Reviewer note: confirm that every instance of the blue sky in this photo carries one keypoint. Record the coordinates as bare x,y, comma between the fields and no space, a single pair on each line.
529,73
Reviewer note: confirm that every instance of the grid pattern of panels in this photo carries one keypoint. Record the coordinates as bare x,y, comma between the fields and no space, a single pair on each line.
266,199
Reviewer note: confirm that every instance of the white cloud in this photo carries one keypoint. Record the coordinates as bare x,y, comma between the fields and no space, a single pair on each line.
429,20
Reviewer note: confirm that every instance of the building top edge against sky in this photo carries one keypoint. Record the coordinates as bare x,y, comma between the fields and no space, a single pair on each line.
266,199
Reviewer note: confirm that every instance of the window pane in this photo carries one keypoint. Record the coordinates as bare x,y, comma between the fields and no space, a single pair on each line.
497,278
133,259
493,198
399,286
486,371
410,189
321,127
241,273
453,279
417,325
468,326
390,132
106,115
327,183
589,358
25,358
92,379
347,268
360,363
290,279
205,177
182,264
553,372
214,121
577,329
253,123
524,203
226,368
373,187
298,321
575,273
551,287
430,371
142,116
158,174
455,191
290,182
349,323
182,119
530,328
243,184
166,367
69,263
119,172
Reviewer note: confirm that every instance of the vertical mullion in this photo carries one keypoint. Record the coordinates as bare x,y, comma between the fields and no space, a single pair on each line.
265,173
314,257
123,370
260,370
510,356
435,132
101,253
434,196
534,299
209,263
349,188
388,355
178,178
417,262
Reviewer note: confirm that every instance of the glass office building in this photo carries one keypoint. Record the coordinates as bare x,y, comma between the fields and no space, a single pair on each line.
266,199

...

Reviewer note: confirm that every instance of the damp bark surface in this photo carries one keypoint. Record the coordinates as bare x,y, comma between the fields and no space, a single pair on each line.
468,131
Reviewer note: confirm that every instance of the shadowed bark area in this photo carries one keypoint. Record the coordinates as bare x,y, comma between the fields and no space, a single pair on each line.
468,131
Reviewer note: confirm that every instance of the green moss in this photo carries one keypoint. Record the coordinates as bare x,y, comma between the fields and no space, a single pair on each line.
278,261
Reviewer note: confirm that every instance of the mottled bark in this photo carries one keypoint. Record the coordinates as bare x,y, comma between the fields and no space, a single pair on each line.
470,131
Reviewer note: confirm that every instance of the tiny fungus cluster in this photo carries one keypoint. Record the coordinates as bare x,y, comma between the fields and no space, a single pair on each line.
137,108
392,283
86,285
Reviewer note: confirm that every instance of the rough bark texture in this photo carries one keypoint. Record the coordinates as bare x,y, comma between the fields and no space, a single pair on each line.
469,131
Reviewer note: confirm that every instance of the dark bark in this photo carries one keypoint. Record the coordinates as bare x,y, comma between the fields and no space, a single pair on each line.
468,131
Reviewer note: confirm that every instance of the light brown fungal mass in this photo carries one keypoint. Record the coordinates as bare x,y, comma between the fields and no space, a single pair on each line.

**Your goal**
Return the span of lines in the data above that opens at the line with "Reviewer note: confirm that every instance of the rough" and closes at the line with "Reviewer note: confirm that every instance of the light", exactly, ends included, nothing else.

**Response to this task**
Reviewer note: confirm that every instance of the rough bark texture in this photo carries one keypoint. Record the coordinates as bare x,y, comma between the fields and no space, a single pair on each line.
469,131
Reviewer note: confirm that every instance of the dark bark in this photo carries one keypoint. Record the coordinates as bare x,y, comma between the fields and no space, a single pair on each line.
468,131
Reviewer note: confirm that every instance of the light brown fungal mass in this photo carries one keypoint. Record the coordinates as bare x,y, comma between the fields and no space, a single pair on each line.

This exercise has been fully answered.